#### TO-DO LIST
a. Reproduce the stretch of the passage on quadric surfaces from "But by equations" through "the equation required.".
b. According to the passage on quadric surfaces, what does the ellipsoid become when b = c?
c. Extend the passage on quadric surfaces from its final line onward.

#### EXTRACT TO READ
____________________

Figure 35: A geometric diagram showing an ellipsoid with vertices A, B, C. The directrices are shown as ellipses in the xy and xz planes. A generatrix is shown as a variable ellipse passing through a point P. The semi-axes of the generatrix are the ordinates of the directrices.
Fig. 35.

Let \frac{x^2}{a^2} + \frac{y^2}{b^2} = 1 (1) be the equation to AOB,

\frac{x^2}{a^2} + \frac{z^2}{c^2} = 1 (2) the equation to AOC,

the two directrices; so that OA = a, OB = b, OC = c. The equation to the generatrix RPQ will be

\frac{y^2}{MQ^2} + \frac{z^2}{MR^2} = 1 \dots \dots \dots (3)

But by equations (1) and (2) MQ^2 = b^2 \left(1 - \frac{x^2}{a^2}\right), MR^2 =

c^2 \left(1 - \frac{x^2}{a^2}\right). Hence (3) becomes

\frac{x^2}{a^2} + \frac{y^2}{b^2} + \frac{z^2}{c^2} = 1.

37. CON.—If b=c, the ellipsoid becomes a spheroid, prolate or oblate according as b is less or greater than a.

38. e.—Paraboloid of Revolution.

The directrix is a parabola, which we shall suppose to be in the plane of xz, the axis of x being its axis, so that its equation is z^2 = 4ax. The generatrix is a variable circle in the plane of yz, such that its radius is always the ordinate of the parabola. The equation to the generatrix is y^2 + z^2 = \text{radius}^2, \therefore y^2 + z^2 = 4ax is the equation required.

39. f.—Hyperboloid of One Sheet.

____________________

#### EXTRACTED RECORDS

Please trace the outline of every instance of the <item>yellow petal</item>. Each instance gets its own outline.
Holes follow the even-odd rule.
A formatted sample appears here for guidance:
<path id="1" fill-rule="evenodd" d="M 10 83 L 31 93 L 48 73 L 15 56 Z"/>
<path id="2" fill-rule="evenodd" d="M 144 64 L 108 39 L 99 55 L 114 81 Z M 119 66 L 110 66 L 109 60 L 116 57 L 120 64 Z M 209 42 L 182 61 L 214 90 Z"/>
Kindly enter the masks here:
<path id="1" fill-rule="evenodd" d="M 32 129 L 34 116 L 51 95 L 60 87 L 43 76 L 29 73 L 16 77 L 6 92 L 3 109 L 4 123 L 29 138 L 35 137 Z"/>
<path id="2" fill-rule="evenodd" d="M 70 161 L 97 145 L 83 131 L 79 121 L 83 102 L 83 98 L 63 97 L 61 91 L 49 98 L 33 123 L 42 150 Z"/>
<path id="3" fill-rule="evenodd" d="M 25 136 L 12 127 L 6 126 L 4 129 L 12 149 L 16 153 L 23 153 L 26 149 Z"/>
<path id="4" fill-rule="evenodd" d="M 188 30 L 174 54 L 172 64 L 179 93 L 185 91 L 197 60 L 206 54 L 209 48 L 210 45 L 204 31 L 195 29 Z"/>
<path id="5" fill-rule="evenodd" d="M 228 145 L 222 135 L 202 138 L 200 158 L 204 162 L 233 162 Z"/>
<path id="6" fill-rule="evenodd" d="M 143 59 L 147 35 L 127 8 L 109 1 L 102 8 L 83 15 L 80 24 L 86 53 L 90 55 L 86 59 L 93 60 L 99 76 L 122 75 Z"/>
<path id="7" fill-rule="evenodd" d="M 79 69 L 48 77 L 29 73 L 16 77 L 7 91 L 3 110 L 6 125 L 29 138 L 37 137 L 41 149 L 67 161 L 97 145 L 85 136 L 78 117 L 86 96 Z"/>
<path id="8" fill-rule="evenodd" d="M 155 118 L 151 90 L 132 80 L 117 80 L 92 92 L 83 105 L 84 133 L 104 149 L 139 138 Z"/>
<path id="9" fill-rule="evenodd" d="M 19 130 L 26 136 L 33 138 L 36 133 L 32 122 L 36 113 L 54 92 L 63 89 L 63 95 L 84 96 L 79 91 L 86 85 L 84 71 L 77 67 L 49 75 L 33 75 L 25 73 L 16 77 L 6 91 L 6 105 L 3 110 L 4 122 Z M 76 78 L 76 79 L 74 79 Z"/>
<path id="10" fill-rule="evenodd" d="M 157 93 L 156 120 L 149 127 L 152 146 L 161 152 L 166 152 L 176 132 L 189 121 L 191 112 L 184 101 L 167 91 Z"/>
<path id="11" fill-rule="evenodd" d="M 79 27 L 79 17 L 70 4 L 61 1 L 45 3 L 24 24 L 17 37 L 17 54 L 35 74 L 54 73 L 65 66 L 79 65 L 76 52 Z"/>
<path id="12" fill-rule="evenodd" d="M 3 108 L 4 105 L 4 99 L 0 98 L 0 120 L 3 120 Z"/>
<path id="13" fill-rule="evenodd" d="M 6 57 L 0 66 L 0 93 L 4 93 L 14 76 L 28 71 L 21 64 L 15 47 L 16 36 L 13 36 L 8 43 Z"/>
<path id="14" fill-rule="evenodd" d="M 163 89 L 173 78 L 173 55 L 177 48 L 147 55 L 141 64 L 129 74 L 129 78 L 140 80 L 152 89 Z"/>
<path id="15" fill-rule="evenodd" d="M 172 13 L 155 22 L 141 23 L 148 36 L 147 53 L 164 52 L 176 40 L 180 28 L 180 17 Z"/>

____________________

#### WRITTEN RESPONSES
a.
But by equations (1) and (2) MQ^2 = b^2 \left(1 - \frac{x^2}{a^2}\right), MR^2 =

c^2 \left(1 - \frac{x^2}{a^2}\right). Hence (3) becomes

\frac{x^2}{a^2} + \frac{y^2}{b^2} + \frac{z^2}{c^2} = 1.

37. CON.—If b=c, the ellipsoid becomes a spheroid, prolate or oblate according as b is less or greater than a.

38. e.—Paraboloid of Revolution.

The directrix is a parabola, which we shall suppose to be in the plane of xz, the axis of x being its axis, so that its equation is z^2 = 4ax. The generatrix is a variable circle in the plane of yz, such that its radius is always the ordinate of the parabola. The equation to the generatrix is y^2 + z^2 = \text{radius}^2, \therefore y^2 + z^2 = 4ax is the equation required.

b. A spheroid, prolate or oblate according as b is less or greater than a.

c.
This surface differs from the ellipsoid only in having the directrices two hyperbolas, with a common conjugate axis. Hence a^2 is negative, and the equation is therefore

\frac{y^2}{b^2} + \frac{z^2}{c^2} - \frac{x^2}{a^2} = 1.
Figure 38: A 3D diagram showing a hyperboloid of one sheet. It features a vertical axis with points P, Q, R, and a horizontal axis with points M, N, O. A hyperbola is shown in the xz-plane, and a circle is shown in the yz-plane. Projections are indicated by lines connecting points on the hyperbola to the circle and to the axes.
Fig. 38.
40. h.—Hyperboloid of Two Sheets.

This surface differs from the ellipsoid only in having the directrices hyperbolas with their transverse axis common. Hence b^2 and c^2 are negative, and the equation is therefore

\frac{x^2}{a^2} - \frac{y^2}{b^2} - \frac{z^2}{c^2} = 1.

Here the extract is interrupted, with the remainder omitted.